§ **Directive**
Reproduce each of the records below word for word, keeping every line unchanged.

━━━━━━━━

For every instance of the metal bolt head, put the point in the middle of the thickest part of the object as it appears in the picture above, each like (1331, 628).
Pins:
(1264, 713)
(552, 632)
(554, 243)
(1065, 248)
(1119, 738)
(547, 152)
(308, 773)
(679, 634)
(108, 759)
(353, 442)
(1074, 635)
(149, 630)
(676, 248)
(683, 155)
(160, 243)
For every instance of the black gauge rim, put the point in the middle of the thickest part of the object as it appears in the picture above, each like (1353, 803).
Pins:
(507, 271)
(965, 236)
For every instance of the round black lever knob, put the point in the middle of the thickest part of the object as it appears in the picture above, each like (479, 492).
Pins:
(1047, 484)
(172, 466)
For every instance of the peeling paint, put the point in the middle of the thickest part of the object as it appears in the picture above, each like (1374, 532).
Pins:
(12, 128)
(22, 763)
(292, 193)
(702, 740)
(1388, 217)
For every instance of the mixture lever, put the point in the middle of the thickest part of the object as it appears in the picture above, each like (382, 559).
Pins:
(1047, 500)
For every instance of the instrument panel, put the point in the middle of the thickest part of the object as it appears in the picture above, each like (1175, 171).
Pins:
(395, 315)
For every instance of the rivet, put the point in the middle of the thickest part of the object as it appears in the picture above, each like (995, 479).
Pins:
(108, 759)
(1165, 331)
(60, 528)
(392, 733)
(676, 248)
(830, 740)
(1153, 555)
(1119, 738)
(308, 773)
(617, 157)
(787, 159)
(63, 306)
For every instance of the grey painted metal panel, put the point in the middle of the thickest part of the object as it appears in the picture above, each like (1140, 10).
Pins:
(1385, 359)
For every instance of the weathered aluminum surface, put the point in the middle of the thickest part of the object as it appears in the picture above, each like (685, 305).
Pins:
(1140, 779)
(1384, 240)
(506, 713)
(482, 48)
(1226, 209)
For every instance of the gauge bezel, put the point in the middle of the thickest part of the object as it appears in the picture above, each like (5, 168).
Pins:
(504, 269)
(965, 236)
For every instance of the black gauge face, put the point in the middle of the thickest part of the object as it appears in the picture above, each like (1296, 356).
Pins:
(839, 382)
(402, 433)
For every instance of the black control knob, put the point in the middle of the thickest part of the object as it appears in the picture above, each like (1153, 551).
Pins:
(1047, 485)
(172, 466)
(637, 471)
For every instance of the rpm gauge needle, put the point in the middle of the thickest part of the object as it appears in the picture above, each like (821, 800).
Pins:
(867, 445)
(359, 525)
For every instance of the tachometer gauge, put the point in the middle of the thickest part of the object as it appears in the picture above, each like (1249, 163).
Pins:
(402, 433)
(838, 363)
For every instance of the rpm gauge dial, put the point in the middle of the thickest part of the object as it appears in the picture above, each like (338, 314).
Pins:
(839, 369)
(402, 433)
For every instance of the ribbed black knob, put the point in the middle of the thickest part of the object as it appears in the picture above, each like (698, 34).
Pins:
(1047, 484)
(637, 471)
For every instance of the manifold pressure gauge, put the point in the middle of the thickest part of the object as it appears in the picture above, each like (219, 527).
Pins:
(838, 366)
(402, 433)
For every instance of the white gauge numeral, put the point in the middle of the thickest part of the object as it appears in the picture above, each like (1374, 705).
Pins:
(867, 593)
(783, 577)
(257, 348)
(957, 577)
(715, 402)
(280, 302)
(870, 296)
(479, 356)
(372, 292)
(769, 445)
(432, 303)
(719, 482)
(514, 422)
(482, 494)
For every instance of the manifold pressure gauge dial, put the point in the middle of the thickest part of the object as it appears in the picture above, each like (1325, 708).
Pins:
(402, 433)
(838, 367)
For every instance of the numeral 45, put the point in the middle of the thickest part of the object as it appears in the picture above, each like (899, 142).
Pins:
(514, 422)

━━━━━━━━

§ **Full solution**
For every instance of the metal bolt head, put the point in the middle of the thickest part of the object as it appears in the picture above, each like (1331, 628).
Pins:
(1264, 713)
(552, 632)
(554, 243)
(1065, 248)
(1119, 738)
(547, 152)
(308, 773)
(679, 634)
(108, 759)
(353, 442)
(1074, 635)
(149, 630)
(676, 248)
(683, 155)
(160, 243)
For every instance of the black gauge rim, put the point in the middle of the thickest part of the object as it appears in the picture above, each like (1353, 803).
Pins:
(507, 271)
(965, 236)
For every instance of the round black lever knob, put the point in the middle of the thickest part of the object as it appears in the picture above, each like (479, 492).
Pins:
(1047, 484)
(172, 466)
For every instance of the peeling paint, put the point in the middle of the thickest part of the object as it appears in the picture above, each like (1374, 532).
Pins:
(12, 128)
(22, 763)
(292, 193)
(702, 740)
(1388, 217)
For every instance of the mixture lever, put the point in the middle of the thickest part of the object as it appears in the picture above, each like (382, 559).
Pins:
(1047, 500)
For every instance of the instrument panel, put the point in the middle of the thickest part of the object as it appears in the picture above, each like (1175, 171).
Pins:
(395, 315)
For every instance of the rivet, put the point in the middle of the thickest part of the object as it appears in the picture above, each like (995, 479).
Pins:
(108, 759)
(1165, 331)
(60, 528)
(392, 733)
(676, 248)
(830, 740)
(1153, 555)
(1119, 738)
(308, 773)
(617, 157)
(787, 159)
(63, 306)
For every instance of the grey painted metal panel, put the point in the middle of the thickest part of the object as it appears in the picture above, each like (1140, 10).
Pins:
(1385, 359)
For every instance of the weathered aluminum surface, put the point in the middle of the thickest part of the object as it appears in the picture above, each like (685, 305).
Pins:
(1140, 779)
(1384, 240)
(506, 713)
(482, 48)
(1226, 209)
For every instance of the gauge bezel, put the point in the middle of the thickest part of the object as it appears in the picture above, each like (5, 168).
Pins:
(504, 269)
(965, 236)
For every instance of the black gauge face, put the point in the middle of the thickest part of the object as it appears in the picture above, each like (1296, 356).
Pins:
(839, 382)
(402, 433)
For every instance of the black control knob, put the point in the middle of the thickest part of the object as it appears in the picture above, each like (1153, 551).
Pins:
(1047, 485)
(172, 466)
(637, 471)
For every instance of the rpm gauge needle, put the point in the middle of the thickest part of the object as it appears in the picture above, each like (821, 800).
Pins:
(867, 445)
(359, 525)
For every instance of the tachometer gauge, put the point in the middle of the thickest part of the object as it appears in the picture above, each like (1249, 163).
Pins:
(402, 433)
(838, 363)
For every instance of the rpm gauge dial, put the point in the middle of the thickest part of the object as it appears in the picture above, each like (338, 314).
Pins:
(839, 369)
(402, 433)
For every instance of the ribbed black knob, put the point in the middle of the thickest part of the object as it appears in the picture above, each like (698, 34).
Pins:
(1047, 484)
(637, 471)
For every instance of the manifold pressure gauge, put the point in the middle of the thickest part of the object as it appears in the picture above, each like (219, 527).
Pins:
(838, 366)
(402, 433)
For every instance of the white gauge numeral, put the point in the middle of the thickest part of the object as it appears in the picture above, each like (1374, 705).
Pins:
(867, 593)
(783, 577)
(257, 348)
(957, 577)
(715, 402)
(280, 302)
(870, 296)
(479, 356)
(372, 292)
(769, 445)
(432, 303)
(719, 482)
(514, 422)
(482, 494)
For every instance of the manifold pressure gauge dial, put the point in the middle of the thickest part of the object as it appears in the picture above, each like (1325, 708).
Pins:
(402, 433)
(838, 367)
For every instance of the numeral 45, put the point in the middle of the thickest part of the object as it appears in the picture above, each like (899, 142).
Pins:
(514, 422)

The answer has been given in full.